== Task description ==
If a record contains a picture, leave the picture out and transcribe everything else exactly.

== Data to use ==

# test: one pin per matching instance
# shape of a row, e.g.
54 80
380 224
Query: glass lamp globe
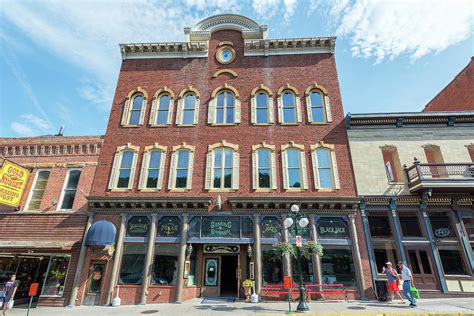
288 222
295 208
303 222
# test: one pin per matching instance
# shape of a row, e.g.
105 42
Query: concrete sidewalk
446 306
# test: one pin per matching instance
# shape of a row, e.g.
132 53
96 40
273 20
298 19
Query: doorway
229 265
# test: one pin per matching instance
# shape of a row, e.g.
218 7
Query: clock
225 55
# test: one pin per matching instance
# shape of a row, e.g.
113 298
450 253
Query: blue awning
101 233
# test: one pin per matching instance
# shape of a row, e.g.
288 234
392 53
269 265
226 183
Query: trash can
381 290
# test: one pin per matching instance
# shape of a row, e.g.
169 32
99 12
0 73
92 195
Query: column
368 239
316 260
117 257
148 261
429 229
398 229
286 257
356 255
182 258
257 253
80 264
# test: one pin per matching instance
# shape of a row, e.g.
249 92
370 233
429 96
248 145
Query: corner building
209 143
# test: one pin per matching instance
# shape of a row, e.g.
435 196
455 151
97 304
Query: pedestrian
408 283
9 291
393 279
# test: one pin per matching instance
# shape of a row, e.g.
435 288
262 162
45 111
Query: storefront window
133 262
165 265
168 226
337 266
441 224
379 226
56 276
306 268
384 252
272 265
410 225
270 227
451 260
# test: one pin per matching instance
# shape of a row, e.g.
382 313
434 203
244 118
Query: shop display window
165 265
337 266
133 262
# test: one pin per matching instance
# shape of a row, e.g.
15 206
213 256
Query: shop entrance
420 261
229 266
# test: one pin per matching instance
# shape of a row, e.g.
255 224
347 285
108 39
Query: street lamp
298 220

== Response ==
# test: one pin per matching instance
# shape of a row, e.g.
54 80
380 224
Query: glass lamp globe
288 222
295 208
303 222
# test: one pin per matching instance
# shape of a row, e.g.
105 42
Query: concrete sidewalk
446 306
# test: one pin per matching instance
# shape of a row, e.g.
132 53
96 40
273 20
298 19
Query: doorway
229 265
# test: one pin per matching instance
# shape of a row, e.g.
218 7
Query: clock
225 55
# test: one pin per matching instance
# shape of a row, e.g.
113 298
450 253
Query: blue awning
101 233
# test: one pin per matching instance
# shape of a row, e.g.
288 234
392 53
269 265
226 183
Query: trash can
381 290
# test: one pin per matching instance
# shape of a row, e.g.
169 32
99 12
0 73
92 195
Query: column
368 239
316 260
117 257
148 261
429 229
398 229
286 257
356 255
182 258
257 253
80 264
# test: one pin per matching instance
# shape of a row, e.g.
249 92
370 233
429 96
248 145
Query: corner building
209 143
# test: one pin per matching instance
# shape of a row, e.g.
435 196
455 151
97 304
Query: pedestrian
408 283
9 291
393 279
# test: one pin per matching instance
# shape of a row, e.g.
435 288
262 162
45 111
Query: storefront window
133 262
165 265
168 226
337 266
441 224
379 226
56 276
306 268
384 252
272 265
410 225
270 227
451 260
# test: one pin per matching instance
# shape of a row, e.g.
382 313
434 203
244 118
Query: shop display window
165 265
337 266
133 262
# test: one pin per matching instance
# shape of a row, e.g.
15 206
213 256
Query: shop entrance
420 261
229 266
# test: one pin per matching instance
# shape of a row, e.g.
255 224
347 285
108 39
Query: street lamp
298 220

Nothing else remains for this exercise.